● TASK BRIEF: Repeat, word for word, the stretch of the records below from the line containing "the eyeglasses, where" through the last line of the records.
--- START RECORDS FOR THIS EXERCISE ---
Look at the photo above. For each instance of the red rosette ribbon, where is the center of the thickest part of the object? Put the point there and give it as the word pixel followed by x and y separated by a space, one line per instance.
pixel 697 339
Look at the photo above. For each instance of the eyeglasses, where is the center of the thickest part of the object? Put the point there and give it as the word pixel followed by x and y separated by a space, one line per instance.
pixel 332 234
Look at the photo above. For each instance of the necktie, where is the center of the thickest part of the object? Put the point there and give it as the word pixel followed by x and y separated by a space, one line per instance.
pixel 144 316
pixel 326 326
--- END RECORDS FOR THIS EXERCISE ---
● EXPECTED ANSWER:
Look at the photo above. For each instance of the eyeglasses, where is the center of the thickest part of the object? Put the point there and give it as the word pixel followed by x and y separated by a space, one line per instance.
pixel 332 234
Look at the photo above. For each instance of the necktie, where is the center of the thickest part of the object? Put the point there and give it as the word pixel followed by x and y separated by a space, one line per instance.
pixel 144 316
pixel 326 326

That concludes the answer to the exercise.